→ Description of the task
Lay out everything from the start of the data down to the line containing "point(972, 619)" as a JSON list of strings, one string per line, leaving out blank lines. Include only those lines, with both ends counted.

Coordinate annotation data
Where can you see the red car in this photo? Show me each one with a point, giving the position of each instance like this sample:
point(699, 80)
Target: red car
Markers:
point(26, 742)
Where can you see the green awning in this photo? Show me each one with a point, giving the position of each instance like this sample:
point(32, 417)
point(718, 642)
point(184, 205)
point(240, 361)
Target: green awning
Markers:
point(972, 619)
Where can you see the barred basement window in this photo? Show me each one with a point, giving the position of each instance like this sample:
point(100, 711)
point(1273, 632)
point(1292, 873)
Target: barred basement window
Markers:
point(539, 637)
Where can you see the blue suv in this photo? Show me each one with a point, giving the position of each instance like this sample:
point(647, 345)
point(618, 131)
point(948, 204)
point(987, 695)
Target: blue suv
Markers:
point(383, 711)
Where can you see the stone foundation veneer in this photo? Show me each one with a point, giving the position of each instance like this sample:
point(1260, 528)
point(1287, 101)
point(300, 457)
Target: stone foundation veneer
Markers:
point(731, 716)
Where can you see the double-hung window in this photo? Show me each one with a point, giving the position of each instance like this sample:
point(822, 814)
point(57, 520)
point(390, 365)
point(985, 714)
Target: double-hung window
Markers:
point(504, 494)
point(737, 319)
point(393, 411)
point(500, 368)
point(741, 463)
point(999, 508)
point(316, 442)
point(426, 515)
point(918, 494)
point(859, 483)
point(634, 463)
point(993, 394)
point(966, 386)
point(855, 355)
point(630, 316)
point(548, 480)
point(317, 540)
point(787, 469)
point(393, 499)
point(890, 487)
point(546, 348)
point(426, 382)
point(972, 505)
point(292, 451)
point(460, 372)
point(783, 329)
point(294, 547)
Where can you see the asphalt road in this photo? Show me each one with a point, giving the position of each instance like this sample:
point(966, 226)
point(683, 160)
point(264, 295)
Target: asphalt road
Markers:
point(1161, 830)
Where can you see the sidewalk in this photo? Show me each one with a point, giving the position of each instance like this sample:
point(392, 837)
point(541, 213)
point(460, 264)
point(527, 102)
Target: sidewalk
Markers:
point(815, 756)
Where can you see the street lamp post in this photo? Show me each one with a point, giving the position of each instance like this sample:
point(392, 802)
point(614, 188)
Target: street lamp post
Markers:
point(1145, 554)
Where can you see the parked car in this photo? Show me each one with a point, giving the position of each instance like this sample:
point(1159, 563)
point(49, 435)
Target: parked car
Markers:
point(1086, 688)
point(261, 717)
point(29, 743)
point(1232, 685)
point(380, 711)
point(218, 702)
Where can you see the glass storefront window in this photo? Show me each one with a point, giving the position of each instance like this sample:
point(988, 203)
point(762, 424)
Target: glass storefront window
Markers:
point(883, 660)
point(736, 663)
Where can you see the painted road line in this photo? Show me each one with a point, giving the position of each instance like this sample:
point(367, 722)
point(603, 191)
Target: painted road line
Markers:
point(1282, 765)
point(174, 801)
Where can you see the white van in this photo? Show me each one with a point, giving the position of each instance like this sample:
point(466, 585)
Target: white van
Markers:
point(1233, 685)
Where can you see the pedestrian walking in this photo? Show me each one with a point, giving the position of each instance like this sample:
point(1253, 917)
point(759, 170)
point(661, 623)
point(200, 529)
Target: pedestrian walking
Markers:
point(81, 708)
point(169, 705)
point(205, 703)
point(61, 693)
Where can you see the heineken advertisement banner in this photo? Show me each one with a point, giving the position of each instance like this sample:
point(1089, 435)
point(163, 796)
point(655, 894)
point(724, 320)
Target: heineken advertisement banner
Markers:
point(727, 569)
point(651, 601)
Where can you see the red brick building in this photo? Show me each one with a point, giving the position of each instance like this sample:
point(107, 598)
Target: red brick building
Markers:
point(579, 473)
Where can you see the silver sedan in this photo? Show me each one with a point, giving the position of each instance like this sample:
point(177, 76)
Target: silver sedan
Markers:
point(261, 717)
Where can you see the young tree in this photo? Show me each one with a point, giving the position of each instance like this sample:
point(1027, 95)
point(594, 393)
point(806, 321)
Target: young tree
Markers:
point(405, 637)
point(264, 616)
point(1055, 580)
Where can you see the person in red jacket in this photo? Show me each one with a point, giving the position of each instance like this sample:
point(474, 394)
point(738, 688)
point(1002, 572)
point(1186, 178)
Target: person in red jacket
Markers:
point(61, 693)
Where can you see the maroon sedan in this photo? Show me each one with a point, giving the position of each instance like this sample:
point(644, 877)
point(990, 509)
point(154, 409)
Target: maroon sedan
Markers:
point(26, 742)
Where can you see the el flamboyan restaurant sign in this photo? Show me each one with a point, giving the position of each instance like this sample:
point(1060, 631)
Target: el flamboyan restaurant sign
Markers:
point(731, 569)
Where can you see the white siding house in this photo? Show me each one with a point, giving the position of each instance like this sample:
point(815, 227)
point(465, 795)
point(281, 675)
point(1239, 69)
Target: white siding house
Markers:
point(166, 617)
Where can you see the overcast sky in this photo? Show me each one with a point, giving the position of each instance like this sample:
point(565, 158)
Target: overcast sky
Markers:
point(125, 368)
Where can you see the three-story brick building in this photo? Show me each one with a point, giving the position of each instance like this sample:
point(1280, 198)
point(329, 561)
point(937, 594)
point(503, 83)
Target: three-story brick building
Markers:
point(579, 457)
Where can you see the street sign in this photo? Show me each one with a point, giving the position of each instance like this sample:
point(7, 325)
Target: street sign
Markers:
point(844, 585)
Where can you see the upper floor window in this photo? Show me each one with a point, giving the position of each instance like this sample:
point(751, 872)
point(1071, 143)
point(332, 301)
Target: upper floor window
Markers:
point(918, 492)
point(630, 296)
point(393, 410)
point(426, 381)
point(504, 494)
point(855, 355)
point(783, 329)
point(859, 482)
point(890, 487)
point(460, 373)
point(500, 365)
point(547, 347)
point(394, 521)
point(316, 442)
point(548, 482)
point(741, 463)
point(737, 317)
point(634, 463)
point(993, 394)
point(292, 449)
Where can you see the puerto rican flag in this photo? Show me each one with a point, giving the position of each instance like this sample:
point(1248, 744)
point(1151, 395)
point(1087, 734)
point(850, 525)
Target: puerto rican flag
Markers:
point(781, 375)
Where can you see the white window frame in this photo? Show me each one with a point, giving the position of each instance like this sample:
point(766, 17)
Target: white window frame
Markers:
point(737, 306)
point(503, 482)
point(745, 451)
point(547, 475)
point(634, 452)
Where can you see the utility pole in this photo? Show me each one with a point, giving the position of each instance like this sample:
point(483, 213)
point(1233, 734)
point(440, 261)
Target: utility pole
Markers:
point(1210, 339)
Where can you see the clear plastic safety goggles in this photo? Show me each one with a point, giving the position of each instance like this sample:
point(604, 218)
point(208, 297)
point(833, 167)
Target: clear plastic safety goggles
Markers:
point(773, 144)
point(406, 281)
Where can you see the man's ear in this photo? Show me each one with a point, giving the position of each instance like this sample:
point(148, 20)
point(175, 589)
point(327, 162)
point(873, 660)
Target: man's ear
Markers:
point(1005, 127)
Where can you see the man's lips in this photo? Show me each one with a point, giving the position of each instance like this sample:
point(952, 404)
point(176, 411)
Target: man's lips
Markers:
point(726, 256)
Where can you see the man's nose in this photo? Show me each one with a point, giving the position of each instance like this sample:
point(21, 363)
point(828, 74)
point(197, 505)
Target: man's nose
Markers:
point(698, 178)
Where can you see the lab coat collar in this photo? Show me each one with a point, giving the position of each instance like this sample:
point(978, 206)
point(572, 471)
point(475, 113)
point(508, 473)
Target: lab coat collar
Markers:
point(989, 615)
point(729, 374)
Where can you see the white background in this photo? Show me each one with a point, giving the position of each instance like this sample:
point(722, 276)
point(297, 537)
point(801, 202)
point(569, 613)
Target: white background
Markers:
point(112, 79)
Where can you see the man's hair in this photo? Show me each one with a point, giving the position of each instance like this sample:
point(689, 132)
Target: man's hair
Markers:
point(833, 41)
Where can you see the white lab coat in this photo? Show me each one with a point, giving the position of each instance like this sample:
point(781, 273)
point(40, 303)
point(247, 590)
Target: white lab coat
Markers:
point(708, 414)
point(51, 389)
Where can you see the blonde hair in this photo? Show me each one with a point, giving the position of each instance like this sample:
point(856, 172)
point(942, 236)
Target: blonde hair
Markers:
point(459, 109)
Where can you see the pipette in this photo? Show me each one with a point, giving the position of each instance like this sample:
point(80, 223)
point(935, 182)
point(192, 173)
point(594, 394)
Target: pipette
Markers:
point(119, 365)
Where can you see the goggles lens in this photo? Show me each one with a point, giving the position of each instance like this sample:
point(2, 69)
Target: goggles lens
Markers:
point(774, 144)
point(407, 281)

→ Solved problem
[
  "Where can you see the red car in this photo? Show me each one with a point, giving the position of each instance like this sample:",
  "point(699, 80)",
  "Target: red car",
  "Markers:",
  "point(26, 742)",
  "Where can you see the green awning in this photo? Show me each one with a point, giving the position of each instance like this sample:",
  "point(32, 417)",
  "point(718, 642)",
  "point(184, 205)",
  "point(240, 361)",
  "Target: green awning",
  "Markers:",
  "point(972, 619)"
]